* [STUDY TEXT]:
□ □ □ □ □

When set to false, any non-zero return code will be considered a failure. When set to true, all return codes will be considered successful.
runtime {
continueOnReturnCode: true
}
When set to an integer, or an array of integers, only those integers will be considered as successful return codes.
runtime {
continueOnReturnCode: 1
}
runtime {
continueOnReturnCode: [0, 1]
}
failOnStderr
Default: false
Some programs write to the standard error stream when there is an error, but still return a zero exit code. Set failOnStderr to true for these tasks, and it will be considered a failure if anything is written to the standard error stream.
runtime {
failOnStderr: true
}
gpu
Default: "false"
If true, Cromwell will attempt to ensure that the task can run in an environment with GPU support. The task will be
failed if we can't confirm a GPU is available. This attribute is NOT required to be true to run a task with GPUs, it
merely adds a way to fast-fail tasks that are expected to run with GPUs but are not properly configured to do so.
- Google Cloud: Cromwell will attempt to examine other runtime attributes such as
gpuCount,gpuType,predefinedMachineTypeto determine whether the task is configured to use a GPU, and fail the task if it is not. - AWS Batch: Cromwell will attempt to examine other runtime attributes such as
gpuCountto determine whether the task is configured to use a GPU, and fail the task if it is not. - SFS: Cromwell is unable to confirm GPU availability, so tasks with
gpu: truewill always fail. - TES: Cromwell is unable to confirm GPU availability, so tasks with
gpu: truewill always fail.
runtime {
gpu: true
}
zones
The ordered list of zone preference (see Region and Zones documentation for specifics).
The zones are specified as a space separated list, with no commas:
runtime {
zones: "us-central1-c us-central1-b"
}
Defaults to the configuration setting genomics.default-zones in the Google Cloud configuration block, which in turn defaults to using us-central1-b.
predefinedMachineType (alpha)
Default: none
This attribute is in experimental status. Please see limitations for details.
Select a specific GCP machine type, such as n2-standard-2 or a2-highgpu-1g.
Setting predefinedMachineType overrides cpu, memory, gpuCount, and gpuType.
predefinedMachineType is compatible with cpuPlatform so long as the platform is a valid option for the specified type.
runtime {
predefinedMachineType: "n2-standard-2"
}
Possible benefits:
- Access GPU machine types such as Ampere, Lovelace, and other newer models
- Avoid 5% surcharge on custom machine types (Cromwell default)

□ □ □ □ □

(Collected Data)
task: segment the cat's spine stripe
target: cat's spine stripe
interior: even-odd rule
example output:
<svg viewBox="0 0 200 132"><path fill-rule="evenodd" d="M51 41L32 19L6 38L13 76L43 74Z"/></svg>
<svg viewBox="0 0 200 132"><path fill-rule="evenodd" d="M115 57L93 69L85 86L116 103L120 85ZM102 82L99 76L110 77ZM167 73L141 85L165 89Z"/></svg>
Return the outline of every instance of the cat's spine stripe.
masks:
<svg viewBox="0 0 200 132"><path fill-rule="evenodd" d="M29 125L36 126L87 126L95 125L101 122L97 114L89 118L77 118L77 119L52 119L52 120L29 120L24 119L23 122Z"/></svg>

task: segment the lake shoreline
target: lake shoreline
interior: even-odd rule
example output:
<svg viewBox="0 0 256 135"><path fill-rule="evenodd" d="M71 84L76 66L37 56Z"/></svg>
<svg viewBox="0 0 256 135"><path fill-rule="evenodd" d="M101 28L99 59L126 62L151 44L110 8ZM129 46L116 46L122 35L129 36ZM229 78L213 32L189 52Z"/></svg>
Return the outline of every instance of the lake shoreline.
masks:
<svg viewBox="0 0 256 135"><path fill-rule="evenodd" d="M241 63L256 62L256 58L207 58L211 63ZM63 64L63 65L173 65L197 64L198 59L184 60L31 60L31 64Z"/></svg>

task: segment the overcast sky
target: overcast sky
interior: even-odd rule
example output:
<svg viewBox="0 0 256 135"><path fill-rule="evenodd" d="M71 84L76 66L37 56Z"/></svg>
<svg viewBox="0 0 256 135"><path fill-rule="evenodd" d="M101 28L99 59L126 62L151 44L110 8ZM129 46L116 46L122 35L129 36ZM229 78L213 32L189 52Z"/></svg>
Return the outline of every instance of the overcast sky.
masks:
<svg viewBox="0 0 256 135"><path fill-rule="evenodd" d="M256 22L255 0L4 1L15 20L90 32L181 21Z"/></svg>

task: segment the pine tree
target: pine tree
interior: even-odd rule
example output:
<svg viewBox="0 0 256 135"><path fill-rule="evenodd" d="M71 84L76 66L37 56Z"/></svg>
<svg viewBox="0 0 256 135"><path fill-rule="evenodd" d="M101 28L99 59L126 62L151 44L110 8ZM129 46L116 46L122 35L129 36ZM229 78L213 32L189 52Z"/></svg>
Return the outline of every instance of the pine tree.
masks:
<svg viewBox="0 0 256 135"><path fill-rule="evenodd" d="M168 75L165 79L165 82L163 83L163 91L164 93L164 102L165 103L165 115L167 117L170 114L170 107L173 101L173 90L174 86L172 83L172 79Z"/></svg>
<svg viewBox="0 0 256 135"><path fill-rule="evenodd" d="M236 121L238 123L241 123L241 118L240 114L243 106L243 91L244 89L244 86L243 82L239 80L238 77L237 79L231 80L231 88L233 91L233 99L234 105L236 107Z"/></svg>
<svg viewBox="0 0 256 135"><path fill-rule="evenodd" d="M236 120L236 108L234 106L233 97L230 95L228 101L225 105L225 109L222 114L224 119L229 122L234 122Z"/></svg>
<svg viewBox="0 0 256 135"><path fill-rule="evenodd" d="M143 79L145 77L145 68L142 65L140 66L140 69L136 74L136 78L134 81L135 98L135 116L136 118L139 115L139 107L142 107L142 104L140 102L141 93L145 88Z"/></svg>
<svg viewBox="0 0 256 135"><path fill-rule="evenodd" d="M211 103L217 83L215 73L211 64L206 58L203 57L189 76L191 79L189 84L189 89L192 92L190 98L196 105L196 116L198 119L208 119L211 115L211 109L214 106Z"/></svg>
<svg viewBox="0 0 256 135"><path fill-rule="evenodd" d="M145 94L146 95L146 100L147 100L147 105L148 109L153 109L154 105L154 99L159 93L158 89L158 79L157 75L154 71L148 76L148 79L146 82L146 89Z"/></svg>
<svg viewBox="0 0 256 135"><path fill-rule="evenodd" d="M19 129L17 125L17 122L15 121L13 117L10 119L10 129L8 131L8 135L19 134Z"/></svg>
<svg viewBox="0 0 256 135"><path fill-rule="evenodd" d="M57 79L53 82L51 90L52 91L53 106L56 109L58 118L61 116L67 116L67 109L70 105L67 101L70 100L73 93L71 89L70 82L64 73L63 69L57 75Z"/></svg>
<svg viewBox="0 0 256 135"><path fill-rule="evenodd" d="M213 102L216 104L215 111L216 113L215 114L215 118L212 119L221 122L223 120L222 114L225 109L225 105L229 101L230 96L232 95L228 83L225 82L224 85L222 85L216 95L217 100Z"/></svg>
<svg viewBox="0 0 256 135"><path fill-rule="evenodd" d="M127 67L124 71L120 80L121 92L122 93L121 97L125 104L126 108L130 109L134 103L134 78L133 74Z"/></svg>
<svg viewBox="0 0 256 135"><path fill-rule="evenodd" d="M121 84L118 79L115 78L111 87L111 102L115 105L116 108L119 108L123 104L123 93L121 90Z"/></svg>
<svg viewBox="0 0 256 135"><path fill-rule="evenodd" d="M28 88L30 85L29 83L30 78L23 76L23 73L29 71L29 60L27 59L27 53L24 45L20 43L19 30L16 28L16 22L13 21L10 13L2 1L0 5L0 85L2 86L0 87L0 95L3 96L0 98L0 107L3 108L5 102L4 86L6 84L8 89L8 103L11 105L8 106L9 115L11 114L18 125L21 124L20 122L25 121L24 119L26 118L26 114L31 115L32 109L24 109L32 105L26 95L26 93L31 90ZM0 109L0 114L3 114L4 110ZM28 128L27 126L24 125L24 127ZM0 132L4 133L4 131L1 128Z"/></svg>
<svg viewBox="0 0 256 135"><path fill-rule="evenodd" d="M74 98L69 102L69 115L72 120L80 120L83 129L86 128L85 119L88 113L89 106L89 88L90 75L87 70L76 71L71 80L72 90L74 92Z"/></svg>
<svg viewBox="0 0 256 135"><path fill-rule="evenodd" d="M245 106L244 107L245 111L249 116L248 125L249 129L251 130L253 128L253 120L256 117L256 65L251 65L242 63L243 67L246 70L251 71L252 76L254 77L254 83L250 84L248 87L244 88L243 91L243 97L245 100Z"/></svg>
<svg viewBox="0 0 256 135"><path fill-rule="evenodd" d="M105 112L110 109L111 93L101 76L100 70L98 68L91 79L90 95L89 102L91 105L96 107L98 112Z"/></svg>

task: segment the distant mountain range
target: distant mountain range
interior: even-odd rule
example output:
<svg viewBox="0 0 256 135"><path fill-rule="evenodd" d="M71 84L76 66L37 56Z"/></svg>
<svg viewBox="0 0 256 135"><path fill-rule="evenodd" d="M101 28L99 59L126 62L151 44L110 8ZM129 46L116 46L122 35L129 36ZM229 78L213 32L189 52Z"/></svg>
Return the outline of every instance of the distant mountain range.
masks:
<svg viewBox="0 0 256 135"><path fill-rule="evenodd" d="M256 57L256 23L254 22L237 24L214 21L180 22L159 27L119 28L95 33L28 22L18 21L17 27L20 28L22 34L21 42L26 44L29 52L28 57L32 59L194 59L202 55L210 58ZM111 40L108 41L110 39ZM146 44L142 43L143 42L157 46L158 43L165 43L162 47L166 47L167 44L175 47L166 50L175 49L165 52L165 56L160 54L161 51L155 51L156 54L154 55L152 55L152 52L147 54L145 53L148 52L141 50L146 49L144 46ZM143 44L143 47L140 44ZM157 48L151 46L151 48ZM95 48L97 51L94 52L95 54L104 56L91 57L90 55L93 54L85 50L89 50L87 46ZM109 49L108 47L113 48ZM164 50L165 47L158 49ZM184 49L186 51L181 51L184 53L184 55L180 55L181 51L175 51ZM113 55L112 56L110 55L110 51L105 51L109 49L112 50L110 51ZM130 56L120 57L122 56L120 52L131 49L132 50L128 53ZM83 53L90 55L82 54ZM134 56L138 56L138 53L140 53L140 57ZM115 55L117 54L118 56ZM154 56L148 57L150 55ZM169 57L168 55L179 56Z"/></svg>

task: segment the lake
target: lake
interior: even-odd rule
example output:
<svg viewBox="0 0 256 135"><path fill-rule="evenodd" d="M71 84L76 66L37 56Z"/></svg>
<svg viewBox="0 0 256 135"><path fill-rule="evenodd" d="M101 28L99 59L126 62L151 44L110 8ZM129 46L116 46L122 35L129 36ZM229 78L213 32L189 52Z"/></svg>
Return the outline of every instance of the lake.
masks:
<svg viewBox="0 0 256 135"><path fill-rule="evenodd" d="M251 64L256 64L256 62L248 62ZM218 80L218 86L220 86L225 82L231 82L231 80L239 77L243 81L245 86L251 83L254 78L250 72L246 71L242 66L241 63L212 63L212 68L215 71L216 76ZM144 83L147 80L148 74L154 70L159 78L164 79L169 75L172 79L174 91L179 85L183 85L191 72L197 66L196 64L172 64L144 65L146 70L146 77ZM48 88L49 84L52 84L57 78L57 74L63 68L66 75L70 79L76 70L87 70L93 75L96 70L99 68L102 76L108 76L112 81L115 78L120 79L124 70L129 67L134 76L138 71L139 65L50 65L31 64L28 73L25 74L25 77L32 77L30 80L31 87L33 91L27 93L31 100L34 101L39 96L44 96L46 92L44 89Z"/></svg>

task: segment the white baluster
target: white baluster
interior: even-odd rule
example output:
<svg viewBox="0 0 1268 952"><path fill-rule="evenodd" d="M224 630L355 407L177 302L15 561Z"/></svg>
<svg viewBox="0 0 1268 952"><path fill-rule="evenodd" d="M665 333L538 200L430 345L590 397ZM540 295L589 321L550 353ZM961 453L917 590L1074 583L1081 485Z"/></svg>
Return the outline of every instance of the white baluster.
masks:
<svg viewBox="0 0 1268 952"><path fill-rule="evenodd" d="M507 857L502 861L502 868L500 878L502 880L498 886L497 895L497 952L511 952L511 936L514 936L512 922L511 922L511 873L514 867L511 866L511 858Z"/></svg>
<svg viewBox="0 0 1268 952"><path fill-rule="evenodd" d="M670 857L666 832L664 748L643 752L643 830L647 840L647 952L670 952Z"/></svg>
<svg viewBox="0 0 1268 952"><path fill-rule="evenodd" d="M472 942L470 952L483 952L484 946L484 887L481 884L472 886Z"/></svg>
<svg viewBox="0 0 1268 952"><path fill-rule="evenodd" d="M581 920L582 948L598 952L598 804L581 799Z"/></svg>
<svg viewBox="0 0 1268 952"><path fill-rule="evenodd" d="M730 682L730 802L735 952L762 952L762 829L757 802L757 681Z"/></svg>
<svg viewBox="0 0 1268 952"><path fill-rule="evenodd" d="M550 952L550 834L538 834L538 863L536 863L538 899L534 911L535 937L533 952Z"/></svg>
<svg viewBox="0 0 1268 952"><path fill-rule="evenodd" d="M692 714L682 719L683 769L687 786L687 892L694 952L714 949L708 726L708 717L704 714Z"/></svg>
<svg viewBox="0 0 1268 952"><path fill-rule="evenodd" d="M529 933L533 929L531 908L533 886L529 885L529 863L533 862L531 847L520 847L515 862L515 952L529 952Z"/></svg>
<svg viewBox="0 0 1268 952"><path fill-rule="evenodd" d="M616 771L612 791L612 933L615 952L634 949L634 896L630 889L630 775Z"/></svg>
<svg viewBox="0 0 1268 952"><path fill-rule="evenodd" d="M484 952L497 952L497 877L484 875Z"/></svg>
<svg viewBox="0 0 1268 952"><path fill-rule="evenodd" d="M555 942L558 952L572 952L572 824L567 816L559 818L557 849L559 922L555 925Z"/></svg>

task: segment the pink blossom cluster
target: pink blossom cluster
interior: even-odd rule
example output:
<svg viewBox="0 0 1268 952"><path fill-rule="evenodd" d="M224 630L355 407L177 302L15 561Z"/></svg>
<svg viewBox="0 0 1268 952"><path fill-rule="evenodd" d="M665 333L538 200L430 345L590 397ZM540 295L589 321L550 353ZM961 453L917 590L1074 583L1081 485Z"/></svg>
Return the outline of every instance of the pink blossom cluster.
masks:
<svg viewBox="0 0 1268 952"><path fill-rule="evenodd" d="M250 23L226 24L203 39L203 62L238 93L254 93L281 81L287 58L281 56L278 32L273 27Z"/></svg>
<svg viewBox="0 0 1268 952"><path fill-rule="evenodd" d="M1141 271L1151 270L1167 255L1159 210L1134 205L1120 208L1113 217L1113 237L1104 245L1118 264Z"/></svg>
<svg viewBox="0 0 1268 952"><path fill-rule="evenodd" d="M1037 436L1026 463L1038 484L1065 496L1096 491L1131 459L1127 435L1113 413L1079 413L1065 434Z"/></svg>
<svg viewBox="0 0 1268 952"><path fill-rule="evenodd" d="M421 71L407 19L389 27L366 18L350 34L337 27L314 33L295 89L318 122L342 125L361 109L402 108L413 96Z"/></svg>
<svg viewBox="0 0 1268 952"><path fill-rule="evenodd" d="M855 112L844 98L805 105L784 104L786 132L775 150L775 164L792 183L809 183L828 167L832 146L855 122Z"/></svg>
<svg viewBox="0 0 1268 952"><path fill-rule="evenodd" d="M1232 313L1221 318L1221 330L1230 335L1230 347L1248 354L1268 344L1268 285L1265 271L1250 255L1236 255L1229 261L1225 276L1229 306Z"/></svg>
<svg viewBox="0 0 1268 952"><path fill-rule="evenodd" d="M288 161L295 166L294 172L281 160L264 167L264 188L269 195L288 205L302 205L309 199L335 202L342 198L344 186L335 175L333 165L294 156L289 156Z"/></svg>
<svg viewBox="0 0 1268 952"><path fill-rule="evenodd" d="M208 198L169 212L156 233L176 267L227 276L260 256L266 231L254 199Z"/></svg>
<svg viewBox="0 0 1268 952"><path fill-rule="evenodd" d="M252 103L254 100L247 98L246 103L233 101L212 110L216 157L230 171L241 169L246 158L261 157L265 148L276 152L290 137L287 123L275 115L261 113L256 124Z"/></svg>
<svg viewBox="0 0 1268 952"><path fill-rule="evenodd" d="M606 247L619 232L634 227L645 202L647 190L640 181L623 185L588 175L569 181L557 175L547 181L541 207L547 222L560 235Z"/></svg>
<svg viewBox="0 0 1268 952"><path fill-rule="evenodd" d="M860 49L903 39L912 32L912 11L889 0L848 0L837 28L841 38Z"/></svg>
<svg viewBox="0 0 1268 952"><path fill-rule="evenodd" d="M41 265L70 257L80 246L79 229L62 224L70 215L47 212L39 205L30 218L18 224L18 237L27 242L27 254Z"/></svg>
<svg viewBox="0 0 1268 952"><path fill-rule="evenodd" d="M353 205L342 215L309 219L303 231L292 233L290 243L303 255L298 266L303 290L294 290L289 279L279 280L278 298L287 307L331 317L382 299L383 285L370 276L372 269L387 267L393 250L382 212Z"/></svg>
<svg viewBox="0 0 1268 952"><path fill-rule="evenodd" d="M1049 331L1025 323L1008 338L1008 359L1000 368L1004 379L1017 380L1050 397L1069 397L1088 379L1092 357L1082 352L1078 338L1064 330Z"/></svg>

□ □ □ □ □

* [PROBLEM REQUIREMENTS]: Carry on the runtime attributes documentation from the point where it stops. The records are separate material and are not part of the text.

* [OUTPUT]:
- Reduce preemption by using predefined types with better availability
- Run basic tasks at the lowest possible cost with shared-core machines like
e2-medium
Limitations:
- Cost estimation not yet supported
- GPU availability may be limited due to resource or quota exhaustion
- GCP types are non-portable and proprietary to Google Cloud Platform
- GCP Batch job details display incorrect "Cores", "Memory" values (cosmetic)
preemptible
Default: 0
Passed to Google Cloud: "If applicable, preemptible machines may be used for the run."
Take an Int as a value that indicates the maximum number of times Cromwell should request a preemptible machine for this task before defaulting back to a non-preemptible one.
eg. With a value of 1, Cromwell will request a preemptible VM, if the VM is preempted, the task will be retried with a non-preemptible VM.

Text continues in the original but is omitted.